An exact copy of every entry is what's needed, so please transcribe them all.
(THE INPUT)
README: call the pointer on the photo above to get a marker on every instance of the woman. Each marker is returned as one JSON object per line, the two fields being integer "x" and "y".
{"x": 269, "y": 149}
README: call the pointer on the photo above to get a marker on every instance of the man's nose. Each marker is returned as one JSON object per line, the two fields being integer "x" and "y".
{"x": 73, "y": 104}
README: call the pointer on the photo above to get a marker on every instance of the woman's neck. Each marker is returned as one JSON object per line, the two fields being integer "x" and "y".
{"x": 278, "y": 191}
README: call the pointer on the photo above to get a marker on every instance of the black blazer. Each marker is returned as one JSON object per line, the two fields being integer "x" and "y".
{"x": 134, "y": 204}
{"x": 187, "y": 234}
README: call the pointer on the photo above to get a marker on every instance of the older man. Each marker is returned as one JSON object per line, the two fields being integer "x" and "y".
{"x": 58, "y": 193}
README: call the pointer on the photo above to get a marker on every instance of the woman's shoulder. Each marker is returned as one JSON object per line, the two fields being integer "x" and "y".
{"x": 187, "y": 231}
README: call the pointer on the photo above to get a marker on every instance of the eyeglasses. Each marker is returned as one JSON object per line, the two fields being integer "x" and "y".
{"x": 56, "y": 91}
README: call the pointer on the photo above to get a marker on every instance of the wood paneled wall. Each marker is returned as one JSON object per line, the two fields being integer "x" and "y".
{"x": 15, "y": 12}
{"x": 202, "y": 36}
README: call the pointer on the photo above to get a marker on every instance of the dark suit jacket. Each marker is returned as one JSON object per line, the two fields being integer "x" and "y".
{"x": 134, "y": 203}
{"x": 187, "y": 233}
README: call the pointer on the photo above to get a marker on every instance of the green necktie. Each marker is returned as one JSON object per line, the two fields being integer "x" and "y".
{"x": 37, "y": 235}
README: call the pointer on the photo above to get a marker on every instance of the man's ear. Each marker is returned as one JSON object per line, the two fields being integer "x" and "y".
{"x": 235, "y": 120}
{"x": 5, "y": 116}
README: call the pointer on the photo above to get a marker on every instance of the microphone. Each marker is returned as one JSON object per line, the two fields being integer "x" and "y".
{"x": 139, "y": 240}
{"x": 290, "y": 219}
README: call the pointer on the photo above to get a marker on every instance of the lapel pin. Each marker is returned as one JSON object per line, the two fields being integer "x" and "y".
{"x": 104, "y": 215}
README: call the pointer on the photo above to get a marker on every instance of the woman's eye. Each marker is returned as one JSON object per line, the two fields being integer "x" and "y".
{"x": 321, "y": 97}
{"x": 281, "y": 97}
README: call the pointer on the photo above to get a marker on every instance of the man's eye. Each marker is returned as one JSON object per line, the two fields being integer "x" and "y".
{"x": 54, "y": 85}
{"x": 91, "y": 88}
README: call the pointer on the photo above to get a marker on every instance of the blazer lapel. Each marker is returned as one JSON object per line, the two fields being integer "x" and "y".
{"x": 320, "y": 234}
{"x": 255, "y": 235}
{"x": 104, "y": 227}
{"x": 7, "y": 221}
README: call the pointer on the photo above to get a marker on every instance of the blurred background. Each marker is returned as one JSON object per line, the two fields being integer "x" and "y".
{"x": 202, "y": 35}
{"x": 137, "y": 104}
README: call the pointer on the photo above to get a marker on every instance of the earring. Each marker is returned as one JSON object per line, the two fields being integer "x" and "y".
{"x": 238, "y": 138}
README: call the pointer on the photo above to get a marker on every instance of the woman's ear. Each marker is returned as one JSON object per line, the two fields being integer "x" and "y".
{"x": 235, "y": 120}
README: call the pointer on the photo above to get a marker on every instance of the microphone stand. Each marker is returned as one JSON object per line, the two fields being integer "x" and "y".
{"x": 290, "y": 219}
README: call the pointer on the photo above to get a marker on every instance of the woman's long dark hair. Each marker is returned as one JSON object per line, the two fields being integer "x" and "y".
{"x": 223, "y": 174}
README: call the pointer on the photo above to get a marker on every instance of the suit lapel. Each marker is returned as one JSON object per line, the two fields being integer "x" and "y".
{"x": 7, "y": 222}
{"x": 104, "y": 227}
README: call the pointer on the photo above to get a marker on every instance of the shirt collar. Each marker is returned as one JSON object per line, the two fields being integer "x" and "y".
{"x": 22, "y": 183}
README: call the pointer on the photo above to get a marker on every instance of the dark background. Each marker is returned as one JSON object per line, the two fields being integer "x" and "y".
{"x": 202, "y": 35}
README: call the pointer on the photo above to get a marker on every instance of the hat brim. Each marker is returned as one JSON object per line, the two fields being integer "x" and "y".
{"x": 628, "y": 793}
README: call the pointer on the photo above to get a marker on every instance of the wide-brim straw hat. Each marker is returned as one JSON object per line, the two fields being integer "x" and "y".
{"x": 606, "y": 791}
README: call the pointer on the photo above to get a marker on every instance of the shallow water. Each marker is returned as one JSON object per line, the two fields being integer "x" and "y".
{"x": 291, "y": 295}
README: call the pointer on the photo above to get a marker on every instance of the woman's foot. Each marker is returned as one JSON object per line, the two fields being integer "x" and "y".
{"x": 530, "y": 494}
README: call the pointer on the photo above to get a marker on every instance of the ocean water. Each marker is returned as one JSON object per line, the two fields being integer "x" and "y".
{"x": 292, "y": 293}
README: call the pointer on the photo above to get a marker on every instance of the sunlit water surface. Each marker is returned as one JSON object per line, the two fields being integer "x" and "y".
(End THE INPUT)
# [TASK RESULT]
README: call the pointer on the photo above to get a marker on every instance of the woman. Each marker is returned as one JSON object per line, the two fields being integer "x" and "y".
{"x": 269, "y": 149}
README: call the pointer on the photo above to get a marker on every instance of the man's nose. Each marker is returned as one JSON object per line, the two fields being integer "x" and "y".
{"x": 73, "y": 104}
README: call the pointer on the photo above to get a marker on every instance of the woman's neck. Each marker is returned as one JSON object per line, the two fields being integer "x" and "y".
{"x": 278, "y": 191}
README: call the pointer on the photo above to get a marker on every instance of the black blazer. Each marker is returned as one JSON object per line, the two fields being integer "x" and "y".
{"x": 134, "y": 204}
{"x": 187, "y": 234}
README: call the pointer on the photo above to get a marker on every instance of the older man. Each marker is returned as one JSON object per line, the two fields being integer "x" and "y".
{"x": 58, "y": 193}
README: call the pointer on the photo above to get a marker on every instance of the woman's shoulder. Each marker is returned as one JSON object per line, the two fields being integer "x" and "y".
{"x": 187, "y": 231}
README: call the pointer on the photo above to get a marker on every instance of the eyeglasses. Each marker is returned as one JSON object per line, the two fields being integer "x" and "y".
{"x": 56, "y": 91}
README: call the pointer on the photo above to get a marker on every instance of the wood paneled wall. Each marker is returned as one JSON object per line, the two fields being integer "x" and "y".
{"x": 15, "y": 12}
{"x": 202, "y": 36}
README: call the pointer on the photo above to get a marker on every instance of the dark suit jacket. Each marker is returned as one JSON object per line, the two fields being integer "x" and "y".
{"x": 134, "y": 203}
{"x": 187, "y": 233}
README: call the pointer on the photo above to get a marker on every instance of the green necktie. Each marker is returned as one JSON object per line, the two fields being integer "x" and "y".
{"x": 37, "y": 235}
README: call the pointer on the photo above to get a marker on every instance of the man's ear. Each marker is returned as one JSON object per line, the two fields being integer "x" and "y".
{"x": 235, "y": 120}
{"x": 5, "y": 116}
README: call the pointer on the photo above to get a marker on every instance of the microphone. Each marker is returned as one JSON object per line, the two fields being integer "x" and "y".
{"x": 139, "y": 240}
{"x": 290, "y": 219}
README: call the pointer on the photo above to get a marker on every instance of the lapel pin. Each marker is returned as one JSON object per line, the two fields being integer "x" and "y".
{"x": 104, "y": 215}
README: call the pointer on the photo above to get a marker on every instance of the woman's eye. Each marker is returned as one JSON object per line, the two fields being integer "x" and "y".
{"x": 321, "y": 97}
{"x": 281, "y": 97}
README: call the pointer on the photo above to get a marker on every instance of the man's eye. Each marker is returned as one JSON object per line, the two fields being integer "x" and "y".
{"x": 54, "y": 85}
{"x": 91, "y": 88}
README: call the pointer on the photo above to get a marker on every instance of the blazer lapel. Each marker is returned as one JSON object per line, the two fields being integer "x" and "y".
{"x": 320, "y": 234}
{"x": 255, "y": 235}
{"x": 104, "y": 227}
{"x": 7, "y": 221}
README: call the pointer on the photo above to get a marker on every instance of the blurred background. Each marker is returned as one JSON object per line, the two fields being integer "x" and "y".
{"x": 202, "y": 35}
{"x": 137, "y": 104}
README: call the pointer on the photo above to get a marker on every instance of the earring. Each marker is returned as one JSON object per line, the two fields being integer "x" and "y".
{"x": 238, "y": 138}
README: call the pointer on the photo above to get a marker on every instance of the woman's ear. Each marker is returned as one JSON object per line, the two fields being integer "x" and "y".
{"x": 235, "y": 120}
README: call the pointer on the photo above to get a marker on every instance of the microphone stand. Each marker is returned as one JSON object per line, the two fields being integer "x" and "y".
{"x": 290, "y": 219}
README: call the pointer on the photo above to get a marker on every instance of the woman's long dark hair. Each marker is returned as one JSON object per line, the two fields being integer "x" and "y".
{"x": 223, "y": 174}
README: call the pointer on the photo above to get a marker on every instance of the suit lapel. Each marker is returned as one JSON object per line, the two fields being integer "x" and "y".
{"x": 7, "y": 222}
{"x": 104, "y": 227}
README: call the pointer on the photo above to get a marker on every instance of the shirt collar. Each marker is returned as one JSON object per line, the two fields being integer "x" and "y".
{"x": 22, "y": 183}
README: call the pointer on the photo above to get a marker on every instance of the dark background. Each marker is returned as one JSON object per line, the two fields being integer "x" and "y".
{"x": 202, "y": 35}
README: call the pointer on the photo above to get a marker on every instance of the hat brim. Each marker is returned as one JSON object per line, the two fields being integer "x" and "y".
{"x": 628, "y": 793}
README: call the pointer on the photo above to get a marker on every instance of the wide-brim straw hat. Each marker is returned as one JSON object per line, the two fields being integer "x" and "y".
{"x": 606, "y": 791}
README: call the pointer on the photo above to get a marker on every instance of the shallow water. Each marker is returned as one JSON object per line, the two fields being integer "x" and "y".
{"x": 291, "y": 295}
README: call the pointer on the photo above to get a marker on every instance of the woman's foot. Each marker is returned as one JSON object per line, the two fields being integer "x" and "y".
{"x": 530, "y": 494}
README: call the pointer on the photo above to get a marker on every instance of the ocean water. Each marker is returned as one JSON object per line, the two fields being integer "x" and "y".
{"x": 292, "y": 293}
README: call the pointer on the photo above to get a marker on every instance of the sunlit water surface. Each marker is returned as one JSON object per line, the two fields being integer "x" and "y".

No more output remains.